■ Written task: Repeat the whole listing exactly as written.

++++++

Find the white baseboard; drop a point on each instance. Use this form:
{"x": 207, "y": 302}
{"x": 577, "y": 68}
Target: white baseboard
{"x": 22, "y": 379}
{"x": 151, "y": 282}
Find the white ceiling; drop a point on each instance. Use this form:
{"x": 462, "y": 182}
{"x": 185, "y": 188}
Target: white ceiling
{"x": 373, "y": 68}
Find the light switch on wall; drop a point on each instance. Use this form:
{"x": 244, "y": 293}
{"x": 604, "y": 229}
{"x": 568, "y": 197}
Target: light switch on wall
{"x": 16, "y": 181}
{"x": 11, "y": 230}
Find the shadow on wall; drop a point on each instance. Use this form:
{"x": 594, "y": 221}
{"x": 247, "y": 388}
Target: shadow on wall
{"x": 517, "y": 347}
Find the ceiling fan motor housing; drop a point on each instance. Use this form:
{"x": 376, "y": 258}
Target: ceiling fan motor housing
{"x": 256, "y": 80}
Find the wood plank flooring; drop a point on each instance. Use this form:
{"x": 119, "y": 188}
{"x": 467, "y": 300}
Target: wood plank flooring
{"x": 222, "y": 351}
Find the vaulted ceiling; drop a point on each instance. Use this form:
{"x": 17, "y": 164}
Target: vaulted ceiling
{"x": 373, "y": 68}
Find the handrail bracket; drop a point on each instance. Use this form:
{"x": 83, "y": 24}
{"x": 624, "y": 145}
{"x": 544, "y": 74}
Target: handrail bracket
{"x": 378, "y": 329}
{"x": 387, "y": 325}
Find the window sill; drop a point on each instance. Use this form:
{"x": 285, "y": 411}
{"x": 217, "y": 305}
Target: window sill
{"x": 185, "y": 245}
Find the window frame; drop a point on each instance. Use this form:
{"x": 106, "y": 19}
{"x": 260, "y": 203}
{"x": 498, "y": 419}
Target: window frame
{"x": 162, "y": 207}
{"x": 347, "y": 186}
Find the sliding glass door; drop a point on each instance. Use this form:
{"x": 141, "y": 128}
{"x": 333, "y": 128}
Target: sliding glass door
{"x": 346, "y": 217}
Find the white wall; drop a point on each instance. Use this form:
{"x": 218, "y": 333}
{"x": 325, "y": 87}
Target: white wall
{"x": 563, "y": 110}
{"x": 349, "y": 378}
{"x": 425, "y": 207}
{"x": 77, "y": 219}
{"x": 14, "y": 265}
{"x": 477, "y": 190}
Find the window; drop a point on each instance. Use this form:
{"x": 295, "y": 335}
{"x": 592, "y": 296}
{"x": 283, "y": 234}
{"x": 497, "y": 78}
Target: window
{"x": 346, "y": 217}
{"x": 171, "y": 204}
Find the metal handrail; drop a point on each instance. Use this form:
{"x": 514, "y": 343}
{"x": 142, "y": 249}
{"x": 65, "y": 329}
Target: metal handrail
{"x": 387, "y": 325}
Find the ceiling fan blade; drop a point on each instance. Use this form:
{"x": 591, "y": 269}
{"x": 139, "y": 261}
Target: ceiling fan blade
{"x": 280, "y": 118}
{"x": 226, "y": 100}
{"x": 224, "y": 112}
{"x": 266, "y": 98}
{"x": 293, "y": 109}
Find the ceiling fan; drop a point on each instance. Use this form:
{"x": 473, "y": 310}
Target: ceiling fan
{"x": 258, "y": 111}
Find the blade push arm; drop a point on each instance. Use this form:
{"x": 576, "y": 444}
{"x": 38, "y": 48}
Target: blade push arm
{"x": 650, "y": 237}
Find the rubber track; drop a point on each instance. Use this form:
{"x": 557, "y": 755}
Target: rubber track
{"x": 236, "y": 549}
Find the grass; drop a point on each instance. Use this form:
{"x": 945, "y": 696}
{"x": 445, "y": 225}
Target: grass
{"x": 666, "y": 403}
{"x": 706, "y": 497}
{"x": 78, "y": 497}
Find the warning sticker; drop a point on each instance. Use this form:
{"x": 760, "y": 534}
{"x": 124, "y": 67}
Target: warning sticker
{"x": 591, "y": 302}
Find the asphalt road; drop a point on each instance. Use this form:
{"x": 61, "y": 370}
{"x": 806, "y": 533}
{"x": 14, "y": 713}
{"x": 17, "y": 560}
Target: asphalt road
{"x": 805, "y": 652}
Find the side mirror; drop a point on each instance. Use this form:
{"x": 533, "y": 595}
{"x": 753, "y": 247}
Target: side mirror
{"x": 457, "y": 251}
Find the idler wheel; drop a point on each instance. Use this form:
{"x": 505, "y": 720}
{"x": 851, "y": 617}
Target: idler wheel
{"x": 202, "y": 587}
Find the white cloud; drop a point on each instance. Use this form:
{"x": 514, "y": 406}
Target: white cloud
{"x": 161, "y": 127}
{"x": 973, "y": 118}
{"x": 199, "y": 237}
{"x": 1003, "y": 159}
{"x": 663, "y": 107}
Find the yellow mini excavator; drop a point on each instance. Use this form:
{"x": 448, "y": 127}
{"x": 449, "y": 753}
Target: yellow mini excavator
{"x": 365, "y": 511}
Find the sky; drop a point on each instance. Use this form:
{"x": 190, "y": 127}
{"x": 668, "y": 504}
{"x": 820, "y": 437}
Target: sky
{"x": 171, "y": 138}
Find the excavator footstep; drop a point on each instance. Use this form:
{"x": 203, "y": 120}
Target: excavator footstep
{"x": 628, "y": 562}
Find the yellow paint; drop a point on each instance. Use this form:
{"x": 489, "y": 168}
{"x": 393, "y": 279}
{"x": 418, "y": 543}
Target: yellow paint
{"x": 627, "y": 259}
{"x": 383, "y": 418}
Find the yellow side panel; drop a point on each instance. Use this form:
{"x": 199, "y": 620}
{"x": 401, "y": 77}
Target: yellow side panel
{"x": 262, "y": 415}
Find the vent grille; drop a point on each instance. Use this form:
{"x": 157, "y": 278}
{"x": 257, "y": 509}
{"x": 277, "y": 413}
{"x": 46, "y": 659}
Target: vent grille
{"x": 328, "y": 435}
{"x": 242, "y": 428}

++++++

■ Written reply:
Find the white baseboard; drop a point on each instance. Use this form:
{"x": 207, "y": 302}
{"x": 577, "y": 68}
Target: white baseboard
{"x": 22, "y": 379}
{"x": 151, "y": 282}
Find the white ceiling; drop a point on each instance. Use this form:
{"x": 462, "y": 182}
{"x": 185, "y": 188}
Target: white ceiling
{"x": 373, "y": 68}
Find the light switch on wall; drop a point on each instance. Use this form:
{"x": 244, "y": 293}
{"x": 604, "y": 229}
{"x": 568, "y": 197}
Target: light switch on wall
{"x": 16, "y": 181}
{"x": 11, "y": 230}
Find the shadow on wall; drop a point on each instance. Use this form:
{"x": 594, "y": 221}
{"x": 247, "y": 388}
Target: shadow on wall
{"x": 517, "y": 347}
Find the ceiling fan motor housing; drop a point on each instance. Use this form:
{"x": 376, "y": 258}
Target: ceiling fan motor housing
{"x": 256, "y": 80}
Find the wood plank flooring; drop a point on each instance. Use this form:
{"x": 119, "y": 188}
{"x": 467, "y": 300}
Target: wood plank flooring
{"x": 222, "y": 351}
Find the vaulted ceiling; drop a point on each instance. Use this form:
{"x": 17, "y": 164}
Target: vaulted ceiling
{"x": 373, "y": 68}
Find the handrail bracket; drop a point on each instance. Use this form:
{"x": 83, "y": 24}
{"x": 624, "y": 145}
{"x": 544, "y": 74}
Target: handrail bracket
{"x": 378, "y": 329}
{"x": 387, "y": 325}
Find the window sill; drop a point on each instance. Use this form:
{"x": 285, "y": 411}
{"x": 217, "y": 305}
Target: window sill
{"x": 185, "y": 245}
Find the window frame; drop a point on each instance. Use this form:
{"x": 106, "y": 19}
{"x": 260, "y": 203}
{"x": 498, "y": 419}
Target: window frame
{"x": 162, "y": 207}
{"x": 347, "y": 186}
Find the sliding glass door; drop a point on each instance. Use this form:
{"x": 141, "y": 128}
{"x": 333, "y": 128}
Target: sliding glass door
{"x": 346, "y": 217}
Find the white wall; drop a point on each instance. Use this form:
{"x": 218, "y": 333}
{"x": 325, "y": 87}
Target: white wall
{"x": 563, "y": 110}
{"x": 349, "y": 378}
{"x": 425, "y": 207}
{"x": 77, "y": 219}
{"x": 14, "y": 265}
{"x": 477, "y": 190}
Find the window; drop a point on each instance. Use this form:
{"x": 295, "y": 335}
{"x": 592, "y": 296}
{"x": 283, "y": 234}
{"x": 497, "y": 78}
Target: window
{"x": 346, "y": 217}
{"x": 171, "y": 204}
Find the metal handrail; drop a point on each instance. Use this form:
{"x": 514, "y": 343}
{"x": 142, "y": 249}
{"x": 65, "y": 329}
Target: metal handrail
{"x": 387, "y": 325}
Find the ceiling fan blade; drop a point on each instance. Use this form:
{"x": 591, "y": 269}
{"x": 139, "y": 261}
Target: ceiling fan blade
{"x": 280, "y": 118}
{"x": 226, "y": 100}
{"x": 224, "y": 112}
{"x": 266, "y": 98}
{"x": 293, "y": 109}
Find the ceiling fan; drop a point on each instance. Use this form:
{"x": 473, "y": 310}
Target: ceiling fan
{"x": 258, "y": 111}
Find the blade push arm; drop a point on each instance. Use this form:
{"x": 576, "y": 444}
{"x": 38, "y": 48}
Target: blade push arm
{"x": 650, "y": 237}
Find the rubber track; drop a point on each instance. Use this form:
{"x": 557, "y": 755}
Target: rubber track
{"x": 236, "y": 549}
Find the grass; drop a point on each instance. Use this form:
{"x": 945, "y": 696}
{"x": 445, "y": 225}
Target: grass
{"x": 666, "y": 403}
{"x": 706, "y": 497}
{"x": 78, "y": 497}
Find the warning sticker; drop a point on each instance. Use this form:
{"x": 760, "y": 534}
{"x": 124, "y": 67}
Target: warning sticker
{"x": 591, "y": 302}
Find the asphalt road; drop a point on each instance. Use this form:
{"x": 61, "y": 370}
{"x": 806, "y": 533}
{"x": 14, "y": 713}
{"x": 17, "y": 560}
Target: asphalt road
{"x": 805, "y": 652}
Find the side mirror; drop a point on each instance. Use this form:
{"x": 533, "y": 595}
{"x": 753, "y": 247}
Target: side mirror
{"x": 457, "y": 251}
Find the idler wheel; drop a point on each instance. Use this form:
{"x": 505, "y": 720}
{"x": 851, "y": 617}
Target: idler wheel
{"x": 202, "y": 587}
Find the white cloud; drop a point on each instance. Use this form:
{"x": 514, "y": 406}
Target: white cloud
{"x": 161, "y": 127}
{"x": 973, "y": 118}
{"x": 199, "y": 237}
{"x": 1003, "y": 159}
{"x": 663, "y": 107}
Find the yellow mini excavator; drop a point on each instance. Use this form:
{"x": 448, "y": 127}
{"x": 449, "y": 753}
Target: yellow mini excavator
{"x": 365, "y": 511}
Find the sky; drop a point on each instance. Use this form:
{"x": 190, "y": 127}
{"x": 668, "y": 504}
{"x": 820, "y": 437}
Target: sky
{"x": 171, "y": 138}
Find the excavator footstep; drop a point on each instance. Use this form:
{"x": 203, "y": 120}
Target: excavator footstep
{"x": 628, "y": 562}
Find the yellow paint; drop a point on each instance. Use this form:
{"x": 489, "y": 168}
{"x": 393, "y": 279}
{"x": 418, "y": 543}
Target: yellow paint
{"x": 627, "y": 259}
{"x": 383, "y": 418}
Find the yellow side panel; drop a point on each instance. Use this form:
{"x": 199, "y": 620}
{"x": 401, "y": 77}
Target: yellow side panel
{"x": 262, "y": 415}
Find the vent grille; drop a point on each instance. Use this form:
{"x": 157, "y": 278}
{"x": 257, "y": 509}
{"x": 277, "y": 413}
{"x": 46, "y": 659}
Target: vent grille
{"x": 328, "y": 435}
{"x": 242, "y": 428}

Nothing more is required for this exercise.